:: Bagian Latihan ::
1. Menurut teks tentang tetangga bernama Bu Susi, berapa anak yang dimiliki Bu Susi?
2. Tuliskan ulang dengan persis bagian teks tentang Bu Susi yang dibuka dengan kata-kata "Setiap pulang kerja" dan ditutup dengan "ngobrol sebentar dengannya.".

:: Teks yang Diberikan ::
[Di Sekitar Rumahku] Kematian yang Merenggut

Setiap pulang kerja atau dari dan akan ke tempat lainnya, Aku seringkali melewati rumah Bu Susi yang letaknya hanya selang satu rumah saja dari rumahku. Ia adalah salah satu tetangga yang paling ramah. Selalu saja menyapa dan tersenyum ketika Aku melewatinya sehingga tak sungkan Aku pun mampir dan ngobrol sebentar dengannya.

Biasanya kalau sore tiba, ia duduk-duduk di teras dengan suaminya yang baru pulang kerja. Ngobrol berdua begitu mesranya, tersenyum, bercanda, lalu tertawa-tawa bahagia. Padahal anak-anaknya sudah 3 orang dan sudah besar-besar. Memangnya kalau sudah punya anak banyak nggak boleh mesra gitu? Ah, enggak juga sih hanya saja Aku sering melihat semakin lama suatu pernikahan jarang sekali mendapati suami istri yang masih mesra seperti mereka.

Berhari-hari kemudian Aku tak pernah mendapati mereka duduk-duduk di teras lagi. Anak-anaknya pun hanya tampak sesekali saja. Karena penasaran Aku pun bertanya kepada tetangga yang lainnya. Tanpa disangka mereka menjawab kalau Bu Susi sakit parah terkena kanker rahim. Aku tersentak kaget, ternyata telah lebih dari seminggu ia dirawat di rumah sakit sedangkan Aku tetangga dekatnya yang hanya terpisah jarak beberapa langkah saja tidak tahu sama sekali. Duh tetangga macam apa Aku ini? *Nonjok kepala sendiri.

Ah wajar saja, Aku kan pergi pagi pulang malam hari. Jadi tak pernah tahu akan perkembangan yang terjadi di sekitar rumahku. Batinku mulai membela diri. Tidak! Tetap saja ada pilu dan rasa bersalah yang menyudutkan posisiku. Ah Aku memang kebangetan.

:: Daftar yang Diberikan ::
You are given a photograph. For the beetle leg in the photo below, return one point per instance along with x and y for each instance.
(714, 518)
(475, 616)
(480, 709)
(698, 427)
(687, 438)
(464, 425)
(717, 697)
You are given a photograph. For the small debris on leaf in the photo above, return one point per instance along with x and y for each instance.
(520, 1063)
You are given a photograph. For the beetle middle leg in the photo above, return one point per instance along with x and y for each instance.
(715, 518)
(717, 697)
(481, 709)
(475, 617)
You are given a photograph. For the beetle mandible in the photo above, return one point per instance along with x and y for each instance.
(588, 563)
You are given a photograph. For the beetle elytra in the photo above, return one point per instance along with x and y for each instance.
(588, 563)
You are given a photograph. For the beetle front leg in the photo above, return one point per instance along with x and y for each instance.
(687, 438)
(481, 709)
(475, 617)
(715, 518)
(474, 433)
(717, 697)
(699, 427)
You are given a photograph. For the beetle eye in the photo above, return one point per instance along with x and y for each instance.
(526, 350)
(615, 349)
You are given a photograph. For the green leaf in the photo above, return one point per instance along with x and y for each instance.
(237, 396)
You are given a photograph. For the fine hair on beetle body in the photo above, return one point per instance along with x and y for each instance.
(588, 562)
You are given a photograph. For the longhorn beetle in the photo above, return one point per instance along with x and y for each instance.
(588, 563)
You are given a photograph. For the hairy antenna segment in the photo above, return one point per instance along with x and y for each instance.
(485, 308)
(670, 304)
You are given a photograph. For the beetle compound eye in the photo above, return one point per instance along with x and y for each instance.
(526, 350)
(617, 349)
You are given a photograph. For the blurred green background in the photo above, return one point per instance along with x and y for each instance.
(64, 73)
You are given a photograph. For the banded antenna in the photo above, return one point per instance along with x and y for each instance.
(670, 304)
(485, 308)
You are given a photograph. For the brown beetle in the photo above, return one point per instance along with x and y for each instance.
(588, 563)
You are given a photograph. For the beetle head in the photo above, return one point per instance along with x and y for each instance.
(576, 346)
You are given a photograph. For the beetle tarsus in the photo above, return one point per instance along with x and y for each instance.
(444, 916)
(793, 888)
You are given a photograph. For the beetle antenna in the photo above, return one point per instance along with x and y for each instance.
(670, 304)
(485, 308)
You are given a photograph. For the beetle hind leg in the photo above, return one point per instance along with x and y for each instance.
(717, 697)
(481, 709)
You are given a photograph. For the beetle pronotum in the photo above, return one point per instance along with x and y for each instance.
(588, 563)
* * *
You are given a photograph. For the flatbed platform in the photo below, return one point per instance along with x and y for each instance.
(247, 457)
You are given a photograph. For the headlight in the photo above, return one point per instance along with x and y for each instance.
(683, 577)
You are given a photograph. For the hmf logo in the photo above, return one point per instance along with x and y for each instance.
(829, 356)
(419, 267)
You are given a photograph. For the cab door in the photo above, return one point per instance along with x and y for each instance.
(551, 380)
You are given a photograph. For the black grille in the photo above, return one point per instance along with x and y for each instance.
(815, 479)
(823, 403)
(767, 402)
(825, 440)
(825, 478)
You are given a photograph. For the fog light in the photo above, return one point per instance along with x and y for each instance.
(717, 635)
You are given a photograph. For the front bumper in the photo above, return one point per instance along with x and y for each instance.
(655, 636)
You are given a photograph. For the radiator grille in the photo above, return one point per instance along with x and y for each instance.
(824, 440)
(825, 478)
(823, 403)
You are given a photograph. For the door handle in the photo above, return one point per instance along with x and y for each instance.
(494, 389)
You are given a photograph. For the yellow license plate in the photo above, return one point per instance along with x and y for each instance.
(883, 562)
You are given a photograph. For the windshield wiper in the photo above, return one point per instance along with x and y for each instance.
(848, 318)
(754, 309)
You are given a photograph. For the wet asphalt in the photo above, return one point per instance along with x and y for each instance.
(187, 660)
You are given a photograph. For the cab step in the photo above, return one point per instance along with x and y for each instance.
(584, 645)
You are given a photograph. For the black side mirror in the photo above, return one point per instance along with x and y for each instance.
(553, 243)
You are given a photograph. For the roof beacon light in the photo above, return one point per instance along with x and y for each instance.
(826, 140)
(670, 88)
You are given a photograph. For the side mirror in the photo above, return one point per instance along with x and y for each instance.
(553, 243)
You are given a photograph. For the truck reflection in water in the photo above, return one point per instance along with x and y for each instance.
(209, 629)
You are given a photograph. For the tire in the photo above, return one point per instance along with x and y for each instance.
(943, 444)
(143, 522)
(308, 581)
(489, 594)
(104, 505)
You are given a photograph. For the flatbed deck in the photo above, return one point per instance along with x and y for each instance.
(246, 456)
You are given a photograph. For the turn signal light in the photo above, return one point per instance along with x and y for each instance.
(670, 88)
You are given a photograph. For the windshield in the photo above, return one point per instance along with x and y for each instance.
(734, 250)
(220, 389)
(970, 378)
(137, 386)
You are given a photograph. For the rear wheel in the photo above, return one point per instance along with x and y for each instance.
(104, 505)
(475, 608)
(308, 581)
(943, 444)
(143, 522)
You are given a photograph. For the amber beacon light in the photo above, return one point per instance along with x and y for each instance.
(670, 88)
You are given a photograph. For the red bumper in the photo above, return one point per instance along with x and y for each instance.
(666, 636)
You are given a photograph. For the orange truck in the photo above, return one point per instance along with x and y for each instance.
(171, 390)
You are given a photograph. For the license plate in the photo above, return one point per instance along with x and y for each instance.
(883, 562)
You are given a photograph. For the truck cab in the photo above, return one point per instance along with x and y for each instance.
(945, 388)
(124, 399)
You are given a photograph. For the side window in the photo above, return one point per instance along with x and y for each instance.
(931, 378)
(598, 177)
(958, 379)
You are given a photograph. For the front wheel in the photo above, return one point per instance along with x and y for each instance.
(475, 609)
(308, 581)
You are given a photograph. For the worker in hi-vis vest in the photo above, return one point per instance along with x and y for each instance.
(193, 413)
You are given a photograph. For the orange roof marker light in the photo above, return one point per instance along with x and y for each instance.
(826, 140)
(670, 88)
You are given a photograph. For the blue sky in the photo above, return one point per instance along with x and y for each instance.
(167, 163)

:: Jawaban Tiap Tugas ::
1. Tiga orang.

2.
Setiap pulang kerja atau dari dan akan ke tempat lainnya, Aku seringkali melewati rumah Bu Susi yang letaknya hanya selang satu rumah saja dari rumahku. Ia adalah salah satu tetangga yang paling ramah. Selalu saja menyapa dan tersenyum ketika Aku melewatinya sehingga tak sungkan Aku pun mampir dan ngobrol sebentar dengannya.